## [Document excerpt]
--- start ---

# Looking for a ghost writer to help me with my book



## cleverclogs7 (16 Dec 2008)

I'm doing an autobiography and need to find a ghost writer to tuoch it up and help me along the way.Anyone know where i can such a person.


----------



## rmelly (16 Dec 2008)

cleverclogs7 said:


> I'm doing an autobiography and need to find a ghost writer to tuoch it up and help me along the way.Anyone know where i can such a person.


 
Can we run a competition to guess who you are? The winner gets a signed copy.

(Signed by the author that is, not you...)


----------



## dereko1969 (16 Dec 2008)

look at similar books, contact the publishers and see how you go. have you an agent yet?


----------



## cleverclogs7 (16 Dec 2008)

Well i am the author.But need help to sort it out,edit it,and put into a professional way.


----------



## cleverclogs7 (16 Dec 2008)

no agent.i sent 2 chapters off to two publishers who like it and want to see a finished product.Which is why i want to have it done properly and send it off in cd form.

--- end ---

Source material:

--- start ---

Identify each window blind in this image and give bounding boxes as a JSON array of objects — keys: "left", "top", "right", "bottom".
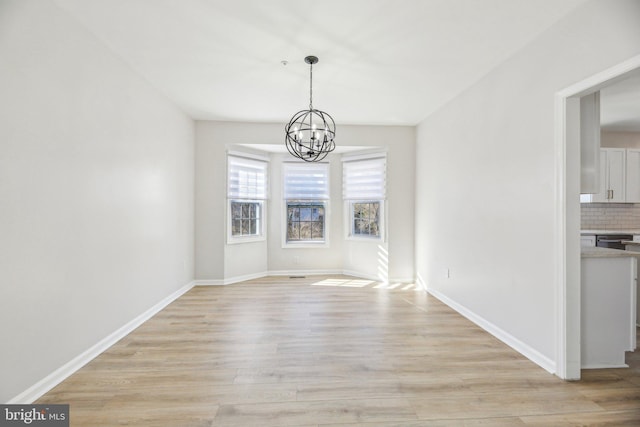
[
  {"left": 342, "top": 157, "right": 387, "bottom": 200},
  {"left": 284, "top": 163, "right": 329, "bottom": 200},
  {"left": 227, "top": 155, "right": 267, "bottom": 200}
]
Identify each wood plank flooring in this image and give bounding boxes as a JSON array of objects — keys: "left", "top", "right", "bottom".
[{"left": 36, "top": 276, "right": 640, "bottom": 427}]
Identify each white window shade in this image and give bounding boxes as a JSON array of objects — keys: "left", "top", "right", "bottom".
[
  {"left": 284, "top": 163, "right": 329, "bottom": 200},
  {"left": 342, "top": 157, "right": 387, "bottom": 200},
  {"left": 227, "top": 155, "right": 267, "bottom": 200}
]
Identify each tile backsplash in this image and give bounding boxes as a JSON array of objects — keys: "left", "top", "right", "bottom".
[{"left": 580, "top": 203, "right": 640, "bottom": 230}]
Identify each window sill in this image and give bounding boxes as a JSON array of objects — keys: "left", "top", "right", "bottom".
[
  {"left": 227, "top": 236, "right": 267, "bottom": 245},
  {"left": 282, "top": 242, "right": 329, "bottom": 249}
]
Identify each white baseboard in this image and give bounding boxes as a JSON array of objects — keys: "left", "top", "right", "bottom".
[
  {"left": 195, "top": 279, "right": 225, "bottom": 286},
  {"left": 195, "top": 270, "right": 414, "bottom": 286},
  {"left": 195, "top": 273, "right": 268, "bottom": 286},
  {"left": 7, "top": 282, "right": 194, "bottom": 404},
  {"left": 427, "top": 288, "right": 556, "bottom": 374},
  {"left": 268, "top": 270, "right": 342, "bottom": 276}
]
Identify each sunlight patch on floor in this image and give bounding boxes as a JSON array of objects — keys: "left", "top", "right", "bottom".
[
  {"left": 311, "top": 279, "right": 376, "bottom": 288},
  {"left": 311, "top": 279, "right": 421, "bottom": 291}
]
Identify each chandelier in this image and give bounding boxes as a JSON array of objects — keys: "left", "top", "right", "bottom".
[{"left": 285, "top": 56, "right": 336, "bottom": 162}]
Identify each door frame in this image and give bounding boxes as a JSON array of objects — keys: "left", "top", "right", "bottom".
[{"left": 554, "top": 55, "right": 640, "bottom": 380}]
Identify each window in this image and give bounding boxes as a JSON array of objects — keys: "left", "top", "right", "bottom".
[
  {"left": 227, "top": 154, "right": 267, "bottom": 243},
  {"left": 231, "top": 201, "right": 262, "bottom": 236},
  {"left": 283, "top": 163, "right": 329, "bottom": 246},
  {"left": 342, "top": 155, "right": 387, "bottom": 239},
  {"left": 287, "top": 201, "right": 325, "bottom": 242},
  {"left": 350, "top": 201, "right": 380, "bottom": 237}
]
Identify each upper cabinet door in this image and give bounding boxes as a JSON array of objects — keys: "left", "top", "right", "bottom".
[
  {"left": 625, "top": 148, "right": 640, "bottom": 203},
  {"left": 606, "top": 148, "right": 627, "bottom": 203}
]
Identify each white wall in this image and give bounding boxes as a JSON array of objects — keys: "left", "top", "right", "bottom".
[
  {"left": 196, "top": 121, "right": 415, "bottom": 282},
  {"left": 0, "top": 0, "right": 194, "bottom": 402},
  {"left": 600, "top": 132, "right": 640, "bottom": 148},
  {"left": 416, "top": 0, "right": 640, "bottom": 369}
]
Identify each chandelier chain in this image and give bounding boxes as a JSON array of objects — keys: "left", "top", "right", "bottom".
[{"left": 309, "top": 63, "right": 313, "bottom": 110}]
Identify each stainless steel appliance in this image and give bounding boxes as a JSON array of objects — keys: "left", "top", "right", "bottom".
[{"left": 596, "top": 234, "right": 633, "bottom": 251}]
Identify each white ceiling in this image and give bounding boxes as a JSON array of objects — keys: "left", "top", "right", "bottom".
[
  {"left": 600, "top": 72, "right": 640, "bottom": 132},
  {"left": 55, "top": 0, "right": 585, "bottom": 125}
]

--- end ---
--- start ---

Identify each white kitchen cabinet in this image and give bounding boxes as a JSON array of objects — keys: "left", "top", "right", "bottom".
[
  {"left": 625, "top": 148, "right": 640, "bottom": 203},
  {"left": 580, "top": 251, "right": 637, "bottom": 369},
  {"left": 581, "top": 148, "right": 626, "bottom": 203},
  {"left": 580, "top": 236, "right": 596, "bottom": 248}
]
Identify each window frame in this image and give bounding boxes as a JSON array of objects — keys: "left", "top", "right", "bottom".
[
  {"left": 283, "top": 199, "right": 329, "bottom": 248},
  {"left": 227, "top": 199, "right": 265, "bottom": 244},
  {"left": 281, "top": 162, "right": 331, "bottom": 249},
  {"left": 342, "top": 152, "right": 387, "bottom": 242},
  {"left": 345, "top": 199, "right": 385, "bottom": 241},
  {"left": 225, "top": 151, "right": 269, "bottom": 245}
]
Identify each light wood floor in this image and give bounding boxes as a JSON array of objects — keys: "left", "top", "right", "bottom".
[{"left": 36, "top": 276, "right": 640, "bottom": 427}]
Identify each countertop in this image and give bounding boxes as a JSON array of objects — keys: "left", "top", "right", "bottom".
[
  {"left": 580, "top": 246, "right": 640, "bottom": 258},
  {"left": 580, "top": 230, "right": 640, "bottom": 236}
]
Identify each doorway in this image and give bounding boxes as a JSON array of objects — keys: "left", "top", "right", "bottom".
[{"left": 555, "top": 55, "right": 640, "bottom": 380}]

--- end ---

Continue the forum thread about finding a ghost writer for an autobiography, picking up after its last post. The material above has no connection to the ghost writer thread.

----------



## Dreamerb (16 Dec 2008)

Sounds to me like what you're really looking for is a proof-reader / copy-editor rather than a ghost-writer. Ghost-writers (for autobiographies) do virtually all the writing based on background material, interviews with the subject, their family / friends / associates.


----------



## dereko1969 (16 Dec 2008)

what dreamerb said, also you should use the correspondence from the publishers to get yourself an agent as the publishers will not have your best interest at heart.


----------



## Padraigb (16 Dec 2008)

dereko1969 said:


> ...the publishers will not have your best interest at heart.



That's a bit harsh. If a book is being published, there is a considerable convergence of interests between author and publisher on most things.


----------



## mathepac (16 Dec 2008)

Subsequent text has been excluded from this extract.